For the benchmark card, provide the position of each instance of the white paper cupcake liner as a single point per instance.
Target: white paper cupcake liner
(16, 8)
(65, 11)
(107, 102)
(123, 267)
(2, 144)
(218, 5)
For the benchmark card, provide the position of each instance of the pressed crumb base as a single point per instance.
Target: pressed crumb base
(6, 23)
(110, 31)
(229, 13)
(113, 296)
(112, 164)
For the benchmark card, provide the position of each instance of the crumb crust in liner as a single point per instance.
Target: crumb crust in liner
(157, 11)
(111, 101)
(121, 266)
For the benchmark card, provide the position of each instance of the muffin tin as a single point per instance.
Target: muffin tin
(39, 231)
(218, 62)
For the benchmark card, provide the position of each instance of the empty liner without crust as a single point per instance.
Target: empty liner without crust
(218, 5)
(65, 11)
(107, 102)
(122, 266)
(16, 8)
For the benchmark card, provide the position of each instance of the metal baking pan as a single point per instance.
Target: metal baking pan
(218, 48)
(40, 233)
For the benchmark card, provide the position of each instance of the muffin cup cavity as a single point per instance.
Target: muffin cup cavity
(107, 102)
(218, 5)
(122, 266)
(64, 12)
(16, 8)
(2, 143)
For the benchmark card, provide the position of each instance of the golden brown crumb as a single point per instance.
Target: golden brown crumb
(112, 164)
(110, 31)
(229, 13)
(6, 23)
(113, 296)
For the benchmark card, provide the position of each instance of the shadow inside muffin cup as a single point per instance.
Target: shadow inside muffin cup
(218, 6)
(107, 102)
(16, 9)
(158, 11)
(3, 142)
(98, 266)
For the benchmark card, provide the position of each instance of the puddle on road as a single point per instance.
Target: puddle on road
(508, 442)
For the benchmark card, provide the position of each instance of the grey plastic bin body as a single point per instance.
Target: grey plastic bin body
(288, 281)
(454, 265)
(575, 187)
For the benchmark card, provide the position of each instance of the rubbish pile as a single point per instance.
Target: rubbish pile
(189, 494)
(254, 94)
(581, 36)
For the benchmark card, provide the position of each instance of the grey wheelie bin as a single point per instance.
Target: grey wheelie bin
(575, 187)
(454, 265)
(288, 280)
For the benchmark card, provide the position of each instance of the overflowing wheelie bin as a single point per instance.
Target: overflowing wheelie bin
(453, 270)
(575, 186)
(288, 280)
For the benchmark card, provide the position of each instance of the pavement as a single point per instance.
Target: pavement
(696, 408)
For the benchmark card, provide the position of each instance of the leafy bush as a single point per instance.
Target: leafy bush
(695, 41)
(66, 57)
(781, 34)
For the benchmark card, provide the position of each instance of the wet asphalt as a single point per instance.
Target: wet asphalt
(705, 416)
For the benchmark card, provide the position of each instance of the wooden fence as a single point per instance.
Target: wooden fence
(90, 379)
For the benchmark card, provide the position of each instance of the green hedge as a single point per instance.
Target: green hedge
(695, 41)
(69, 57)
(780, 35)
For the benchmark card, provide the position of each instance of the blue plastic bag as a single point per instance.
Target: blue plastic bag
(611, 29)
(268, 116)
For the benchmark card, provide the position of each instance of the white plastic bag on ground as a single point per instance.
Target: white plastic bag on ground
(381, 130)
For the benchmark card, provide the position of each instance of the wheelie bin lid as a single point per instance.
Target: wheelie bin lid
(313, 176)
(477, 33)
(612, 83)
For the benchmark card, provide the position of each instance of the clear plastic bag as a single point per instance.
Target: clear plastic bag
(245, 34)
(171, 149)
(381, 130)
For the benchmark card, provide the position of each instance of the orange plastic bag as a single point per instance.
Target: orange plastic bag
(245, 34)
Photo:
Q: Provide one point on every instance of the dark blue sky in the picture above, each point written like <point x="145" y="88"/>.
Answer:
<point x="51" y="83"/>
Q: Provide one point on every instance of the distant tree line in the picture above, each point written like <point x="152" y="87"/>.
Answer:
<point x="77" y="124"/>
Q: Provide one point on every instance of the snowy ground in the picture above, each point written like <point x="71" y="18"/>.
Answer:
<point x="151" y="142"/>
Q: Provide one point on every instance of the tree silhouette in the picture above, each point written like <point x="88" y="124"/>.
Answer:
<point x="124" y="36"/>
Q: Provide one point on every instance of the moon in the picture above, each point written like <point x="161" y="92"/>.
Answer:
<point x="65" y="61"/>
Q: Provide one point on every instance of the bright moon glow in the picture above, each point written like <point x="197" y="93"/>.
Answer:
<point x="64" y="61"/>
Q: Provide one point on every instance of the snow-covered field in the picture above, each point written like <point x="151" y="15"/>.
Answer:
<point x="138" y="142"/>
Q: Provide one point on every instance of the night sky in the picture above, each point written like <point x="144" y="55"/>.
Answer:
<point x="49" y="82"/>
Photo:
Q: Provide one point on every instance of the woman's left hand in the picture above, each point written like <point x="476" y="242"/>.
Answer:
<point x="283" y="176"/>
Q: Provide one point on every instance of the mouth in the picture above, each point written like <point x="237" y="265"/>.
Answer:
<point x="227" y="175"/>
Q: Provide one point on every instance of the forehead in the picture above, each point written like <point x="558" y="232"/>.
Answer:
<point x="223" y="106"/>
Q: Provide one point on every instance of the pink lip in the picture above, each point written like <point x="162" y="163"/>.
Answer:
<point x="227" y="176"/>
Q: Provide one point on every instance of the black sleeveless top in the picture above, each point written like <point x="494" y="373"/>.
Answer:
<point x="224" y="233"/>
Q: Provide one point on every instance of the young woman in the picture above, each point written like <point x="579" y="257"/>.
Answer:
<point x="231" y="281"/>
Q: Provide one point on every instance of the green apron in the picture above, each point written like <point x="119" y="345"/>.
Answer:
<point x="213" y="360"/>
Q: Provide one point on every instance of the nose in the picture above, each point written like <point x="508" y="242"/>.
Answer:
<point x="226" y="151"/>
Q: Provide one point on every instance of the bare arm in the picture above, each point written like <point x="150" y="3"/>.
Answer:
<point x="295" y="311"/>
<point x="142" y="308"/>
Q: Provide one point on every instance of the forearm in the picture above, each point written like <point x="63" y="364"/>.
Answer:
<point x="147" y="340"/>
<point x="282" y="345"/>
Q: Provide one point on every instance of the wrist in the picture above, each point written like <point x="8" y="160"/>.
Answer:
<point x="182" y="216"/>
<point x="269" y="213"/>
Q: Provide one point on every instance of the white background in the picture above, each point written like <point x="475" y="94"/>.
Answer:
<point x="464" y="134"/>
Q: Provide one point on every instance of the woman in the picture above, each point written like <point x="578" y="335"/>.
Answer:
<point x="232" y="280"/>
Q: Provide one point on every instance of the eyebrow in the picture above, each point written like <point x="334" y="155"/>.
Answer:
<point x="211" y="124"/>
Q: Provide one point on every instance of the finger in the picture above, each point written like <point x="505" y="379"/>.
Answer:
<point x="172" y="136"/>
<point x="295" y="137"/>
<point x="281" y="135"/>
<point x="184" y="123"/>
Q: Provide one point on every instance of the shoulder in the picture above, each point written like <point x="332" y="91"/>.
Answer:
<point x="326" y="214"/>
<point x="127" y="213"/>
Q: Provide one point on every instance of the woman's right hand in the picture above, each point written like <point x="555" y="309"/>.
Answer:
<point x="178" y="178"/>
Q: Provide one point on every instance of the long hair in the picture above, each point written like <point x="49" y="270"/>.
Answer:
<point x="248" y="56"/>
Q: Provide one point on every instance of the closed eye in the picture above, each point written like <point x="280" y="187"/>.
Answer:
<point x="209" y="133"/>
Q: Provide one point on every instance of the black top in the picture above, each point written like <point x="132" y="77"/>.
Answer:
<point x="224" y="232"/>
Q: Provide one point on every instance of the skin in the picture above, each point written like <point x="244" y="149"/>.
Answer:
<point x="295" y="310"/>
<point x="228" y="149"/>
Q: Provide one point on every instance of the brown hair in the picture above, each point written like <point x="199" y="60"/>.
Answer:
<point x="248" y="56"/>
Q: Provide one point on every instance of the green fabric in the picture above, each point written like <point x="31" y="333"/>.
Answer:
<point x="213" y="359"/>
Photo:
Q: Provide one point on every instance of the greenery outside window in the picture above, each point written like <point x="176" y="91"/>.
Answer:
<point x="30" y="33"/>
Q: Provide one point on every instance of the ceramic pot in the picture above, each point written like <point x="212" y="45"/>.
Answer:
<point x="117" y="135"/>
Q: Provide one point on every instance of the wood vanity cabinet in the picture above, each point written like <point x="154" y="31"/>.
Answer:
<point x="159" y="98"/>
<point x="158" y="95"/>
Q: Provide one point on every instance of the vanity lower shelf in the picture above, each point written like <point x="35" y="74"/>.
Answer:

********

### SHORT PROBLEM
Reproduce only the lines between the line containing "Q: Provide one point on every instance of the ceramic" and the last line of the records, those two lines included, exactly.

### RESULT BELOW
Q: Provide one point on every instance of the ceramic pot in the picture above, each point written like <point x="212" y="45"/>.
Answer:
<point x="117" y="135"/>
Q: Provide one point on every instance of the wood vanity cabinet in the picture above, each point written like <point x="154" y="31"/>.
Answer:
<point x="159" y="98"/>
<point x="158" y="95"/>
Q: Provide one point on every instance of the vanity lower shelf in the picture above, each point written like <point x="35" y="74"/>.
Answer:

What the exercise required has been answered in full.